▸ **Instructions to follow**
Go through the records underneath and write each one out again exactly.

▸ **Recorded information**
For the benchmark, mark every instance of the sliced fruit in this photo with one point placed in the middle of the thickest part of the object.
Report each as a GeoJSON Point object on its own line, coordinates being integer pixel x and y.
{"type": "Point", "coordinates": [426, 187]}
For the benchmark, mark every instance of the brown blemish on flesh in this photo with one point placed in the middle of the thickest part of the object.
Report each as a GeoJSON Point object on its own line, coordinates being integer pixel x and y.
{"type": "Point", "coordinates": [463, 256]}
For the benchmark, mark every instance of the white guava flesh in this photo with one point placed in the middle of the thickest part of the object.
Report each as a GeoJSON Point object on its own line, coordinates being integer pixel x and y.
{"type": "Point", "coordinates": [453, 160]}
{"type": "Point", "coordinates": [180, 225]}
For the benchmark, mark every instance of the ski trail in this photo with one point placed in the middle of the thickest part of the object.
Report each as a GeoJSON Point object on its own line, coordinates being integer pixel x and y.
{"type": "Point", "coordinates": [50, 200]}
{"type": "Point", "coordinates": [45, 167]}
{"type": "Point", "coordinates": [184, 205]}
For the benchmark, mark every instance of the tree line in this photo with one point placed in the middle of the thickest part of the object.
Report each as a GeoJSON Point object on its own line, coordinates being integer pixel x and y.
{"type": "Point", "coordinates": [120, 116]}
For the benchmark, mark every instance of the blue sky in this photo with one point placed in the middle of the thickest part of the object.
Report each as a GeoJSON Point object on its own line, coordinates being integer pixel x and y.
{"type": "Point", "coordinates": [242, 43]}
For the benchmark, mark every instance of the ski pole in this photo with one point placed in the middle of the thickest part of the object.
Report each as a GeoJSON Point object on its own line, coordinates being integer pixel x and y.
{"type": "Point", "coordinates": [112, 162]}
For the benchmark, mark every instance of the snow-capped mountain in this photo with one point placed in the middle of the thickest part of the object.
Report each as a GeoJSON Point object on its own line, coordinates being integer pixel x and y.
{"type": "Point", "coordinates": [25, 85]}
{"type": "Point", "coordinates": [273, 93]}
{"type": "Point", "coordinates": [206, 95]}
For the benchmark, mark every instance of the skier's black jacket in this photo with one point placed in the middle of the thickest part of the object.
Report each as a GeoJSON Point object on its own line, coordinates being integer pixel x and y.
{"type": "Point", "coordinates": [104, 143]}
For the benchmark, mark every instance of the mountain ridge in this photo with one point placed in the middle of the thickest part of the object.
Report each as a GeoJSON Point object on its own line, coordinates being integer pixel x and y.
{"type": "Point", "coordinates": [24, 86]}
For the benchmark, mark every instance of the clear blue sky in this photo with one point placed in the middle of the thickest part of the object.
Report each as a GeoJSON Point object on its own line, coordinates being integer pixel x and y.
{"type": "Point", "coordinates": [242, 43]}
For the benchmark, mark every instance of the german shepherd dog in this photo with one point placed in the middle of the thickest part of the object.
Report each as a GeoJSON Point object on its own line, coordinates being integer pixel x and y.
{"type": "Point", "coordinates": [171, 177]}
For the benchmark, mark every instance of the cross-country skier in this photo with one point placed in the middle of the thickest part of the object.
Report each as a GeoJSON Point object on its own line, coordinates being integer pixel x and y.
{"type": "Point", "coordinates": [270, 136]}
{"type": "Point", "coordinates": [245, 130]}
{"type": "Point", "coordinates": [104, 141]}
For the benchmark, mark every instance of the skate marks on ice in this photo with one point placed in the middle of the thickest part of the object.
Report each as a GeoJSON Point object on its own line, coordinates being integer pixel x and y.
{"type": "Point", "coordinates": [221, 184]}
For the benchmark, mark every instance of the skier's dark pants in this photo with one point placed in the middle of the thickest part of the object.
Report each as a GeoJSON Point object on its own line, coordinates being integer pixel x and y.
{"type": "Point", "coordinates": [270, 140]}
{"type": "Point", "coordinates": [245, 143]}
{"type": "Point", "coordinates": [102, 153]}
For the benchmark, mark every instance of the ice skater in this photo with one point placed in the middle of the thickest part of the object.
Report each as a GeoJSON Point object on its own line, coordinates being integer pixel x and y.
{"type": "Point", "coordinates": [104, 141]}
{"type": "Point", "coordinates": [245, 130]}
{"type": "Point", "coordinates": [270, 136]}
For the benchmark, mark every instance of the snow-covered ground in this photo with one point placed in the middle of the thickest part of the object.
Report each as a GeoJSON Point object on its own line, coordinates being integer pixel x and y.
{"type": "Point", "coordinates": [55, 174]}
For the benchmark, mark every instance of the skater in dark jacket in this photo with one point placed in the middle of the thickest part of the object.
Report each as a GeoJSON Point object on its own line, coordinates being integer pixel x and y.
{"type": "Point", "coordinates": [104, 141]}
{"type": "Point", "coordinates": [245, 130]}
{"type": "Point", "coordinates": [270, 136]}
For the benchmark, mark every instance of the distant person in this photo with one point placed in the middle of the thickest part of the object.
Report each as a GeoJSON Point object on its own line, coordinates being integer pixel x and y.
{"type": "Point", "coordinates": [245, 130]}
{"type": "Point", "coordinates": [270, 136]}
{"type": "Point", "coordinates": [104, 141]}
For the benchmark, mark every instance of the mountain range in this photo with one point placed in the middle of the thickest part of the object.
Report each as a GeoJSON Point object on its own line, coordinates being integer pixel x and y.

▸ **Output**
For the benchmark, mark every instance of the sliced fruit in this photo with one point placed in the middle of the thickest part of the object.
Report each as a GeoJSON Point object on its own line, coordinates being integer pixel x and y.
{"type": "Point", "coordinates": [426, 187]}
For the benchmark, mark every instance of the brown blemish on flesh in this photo with one point placed in the middle of the thickest part of the object.
Report each as a GeoJSON Point object on its own line, coordinates being integer pixel x and y.
{"type": "Point", "coordinates": [463, 256]}
For the benchmark, mark every instance of the white guava flesh in this photo with one point placed in the middle of the thickest part of the object.
Report each as a GeoJSON Point object on its own line, coordinates being integer pixel x and y.
{"type": "Point", "coordinates": [453, 160]}
{"type": "Point", "coordinates": [180, 225]}
For the benchmark, mark every instance of the ski trail in this photo with one point placed in the middle of the thickest part of the object.
Report each as a GeoJSON Point object on its own line, coordinates being integer pixel x and y.
{"type": "Point", "coordinates": [50, 200]}
{"type": "Point", "coordinates": [45, 167]}
{"type": "Point", "coordinates": [184, 205]}
For the benchmark, mark every instance of the tree line in this photo with one point placed in the middle of the thickest part of the object.
Report each as a GeoJSON Point object on its own line, coordinates being integer pixel x and y.
{"type": "Point", "coordinates": [120, 116]}
For the benchmark, mark every instance of the blue sky in this photo with one point placed in the middle of the thickest part of the object.
Report each as a GeoJSON Point object on its own line, coordinates being integer pixel x and y.
{"type": "Point", "coordinates": [242, 43]}
For the benchmark, mark every instance of the ski pole in this photo with one point placed in the middle of the thickest part of the object.
Report each as a GeoJSON Point object on its own line, coordinates being integer pixel x and y.
{"type": "Point", "coordinates": [112, 162]}
For the benchmark, mark every instance of the snow-capped mountain in this photo with one point placed in the middle of the thickest part of the object.
Report each as a GeoJSON Point object on its own line, coordinates being integer pixel x and y.
{"type": "Point", "coordinates": [25, 85]}
{"type": "Point", "coordinates": [273, 93]}
{"type": "Point", "coordinates": [206, 95]}
For the benchmark, mark every instance of the skier's black jacket in this photo with one point placed in the middle of the thickest part of the object.
Report each as a GeoJSON Point object on its own line, coordinates being integer pixel x and y.
{"type": "Point", "coordinates": [104, 143]}
For the benchmark, mark every instance of the mountain ridge in this photo with one point placed in the middle of the thickest part of the object.
Report each as a GeoJSON Point object on its own line, coordinates being integer pixel x and y.
{"type": "Point", "coordinates": [24, 86]}
For the benchmark, mark every instance of the clear blue sky in this photo with one point placed in the middle of the thickest part of the object.
Report each as a GeoJSON Point object on its own line, coordinates being integer pixel x and y.
{"type": "Point", "coordinates": [242, 43]}
For the benchmark, mark every instance of the german shepherd dog in this photo with one point placed in the middle of the thickest part of the object.
Report each as a GeoJSON Point object on its own line, coordinates being integer pixel x and y.
{"type": "Point", "coordinates": [171, 177]}
For the benchmark, mark every instance of the cross-country skier in this photo with one point placed in the middle of the thickest part of the object.
Report each as a GeoJSON Point object on its own line, coordinates being integer pixel x and y.
{"type": "Point", "coordinates": [270, 136]}
{"type": "Point", "coordinates": [245, 130]}
{"type": "Point", "coordinates": [104, 141]}
For the benchmark, mark every instance of the skate marks on ice in this photo with one point placed in the middle of the thickest part of the object.
Report each as a GeoJSON Point object on its own line, coordinates being integer pixel x and y.
{"type": "Point", "coordinates": [221, 184]}
For the benchmark, mark every instance of the skier's dark pants in this photo with one point placed in the middle of the thickest part of the object.
Report each as a GeoJSON Point object on its own line, coordinates being integer pixel x and y.
{"type": "Point", "coordinates": [270, 140]}
{"type": "Point", "coordinates": [245, 143]}
{"type": "Point", "coordinates": [102, 153]}
For the benchmark, mark every instance of the ice skater in this photo with one point placed in the middle of the thickest part of the object.
Report each as a GeoJSON Point object on its own line, coordinates being integer pixel x and y.
{"type": "Point", "coordinates": [104, 141]}
{"type": "Point", "coordinates": [245, 130]}
{"type": "Point", "coordinates": [270, 136]}
For the benchmark, mark every instance of the snow-covered ground in this photo with one point placed in the middle of the thickest part of the object.
Report each as a GeoJSON Point object on its own line, coordinates being integer pixel x and y.
{"type": "Point", "coordinates": [55, 174]}
For the benchmark, mark every instance of the skater in dark jacket in this photo with one point placed in the middle of the thickest part of the object.
Report each as a GeoJSON Point object on its own line, coordinates being integer pixel x and y.
{"type": "Point", "coordinates": [104, 141]}
{"type": "Point", "coordinates": [245, 130]}
{"type": "Point", "coordinates": [270, 136]}
For the benchmark, mark every instance of the distant person in this photo with one point placed in the middle of the thickest part of the object.
Report each as a GeoJSON Point object on its own line, coordinates being integer pixel x and y.
{"type": "Point", "coordinates": [245, 130]}
{"type": "Point", "coordinates": [270, 136]}
{"type": "Point", "coordinates": [104, 141]}
For the benchmark, mark every instance of the mountain range in this photo with one point placed in the middle of the thickest part of the object.
Report each as a GeoJSON Point object on its own line, coordinates being integer pixel x and y.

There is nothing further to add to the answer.